Text block
++++++++++

Is Nylon a 'Petrochemical' Product? Extracted from Microorganisms Instead

Published 10 Aug.2023 16:16(KST)

KAIST, Systems Metabolic Engineering Research Results
Development of Production Process for Nylon 5 Material Substance from Microorganisms

Nylon is commonly known as a petrochemical product. However, a domestic research team has developed a technology to produce nylon materials using microorganisms.

Nylon produced through petrochemicals. Photo reference.

On the 10th, the Korea Advanced Institute of Science and Technology (KAIST) announced that Dr. Han Tae-hee from the research team of Distinguished Professor Lee Sang-yeop in the Department of Bio and Chemical Engineering succeeded in developing a microbial strain that produces valerolactam, a monomer of nylon-5.

Valerolactam is an important monomer of nylon-5 and nylon 6,5. Nylon-5 and nylon 6,5 are types of nylon, the oldest synthetic fiber. Nylon-5 is a polymer composed of monomers with five carbon atoms, while nylon 6,5 is a polymer made of two types of monomers with six and five carbon atoms. Due to their excellent processability, light weight, and toughness, they are used across various industries, including clothing, badminton racket strings, fishing nets, tents, and gear components. Monomers are the materials used to make these polymers, and polymers are synthesized by linking monomers together.

Chemical production of valerolactam based on petrochemicals involves extreme reaction conditions and generates harmful waste. To address these issues, efforts are underway to develop microbial cell factories that produce valerolactam in an eco-friendly and highly efficient manner. Systems metabolic engineering, a research field founded by Professor Lee, is a key strategy necessary for developing effective microbial strains.

++++++++++

Task set
a) Reproduce the nylon article from "Published 10 Aug.2023" up to and including "monomer of nylon-5.", swapping "Distinguished Professor" for "Chair Professor".
b) Write the next part of the nylon article, picking up after its final sentence.
The entries that follow this nylon article are unrelated to it.

++++++++++

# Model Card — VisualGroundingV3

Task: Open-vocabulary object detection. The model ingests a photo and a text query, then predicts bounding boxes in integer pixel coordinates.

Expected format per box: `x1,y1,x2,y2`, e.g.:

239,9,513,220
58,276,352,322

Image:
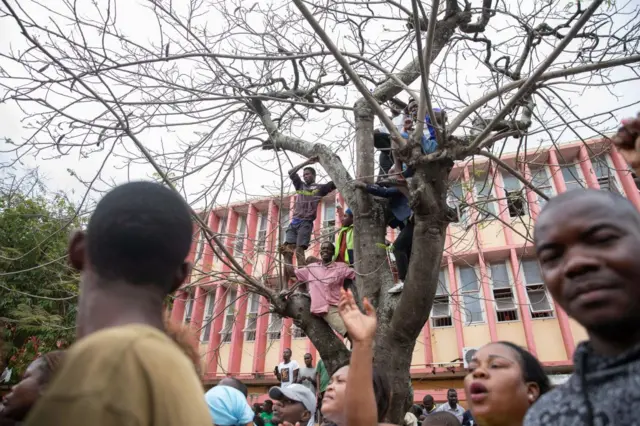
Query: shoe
387,281,404,294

++++++++++

Results
a)
Published 10 Aug.2023 16:16(KST)

KAIST, Systems Metabolic Engineering Research Results
Development of Production Process for Nylon 5 Material Substance from Microorganisms

Nylon is commonly known as a petrochemical product. However, a domestic research team has developed a technology to produce nylon materials using microorganisms.

Nylon produced through petrochemicals. Photo reference.

On the 10th, the Korea Advanced Institute of Science and Technology (KAIST) announced that Dr. Han Tae-hee from the research team of Chair Professor Lee Sang-yeop in the Department of Bio and Chemical Engineering succeeded in developing a microbial strain that produces valerolactam, a monomer of nylon-5.

b)
Development Strategy of Microorganisms Producing Valerolactam, a Nylon-5 Monomer. Image Source: Provided by KAIST

The research team constructed a synthetic metabolic pathway for valerolactam production in Corynebacterium, a type of bacteria mainly used for amino acid production, by manipulating the microbial metabolic pathways through metabolic engineering. This enabled the development of a microbial strain that produces high-value valerolactam using glucose biomass as a carbon source. In 2017, Professor Lee’s team proposed the world’s first strategy to produce valerolactam by metabolically engineering Escherichia coli. However, at that time, there were limitations such as low valerolactam production capacity and byproduct formation.

In this study, the team improved the valerolactam production capacity of the microorganism and additionally introduced systems metabolic engineering strategies to remove byproducts in the developed strain. They succeeded in reducing byproduct formation by deleting genes involved in major byproduct production and converting 5-aminovaleric acid, a byproduct and precursor, into valerolactam through gene screening.

The research team also strengthened the metabolic flow for valerolactam production by repeatedly inserting genes that convert 5-aminovaleric acid into valerolactam into the genome, achieving high-efficiency production of valerolactam at the world’s highest concentration (76.1 g/L). This is 6.17 times higher than the previous level.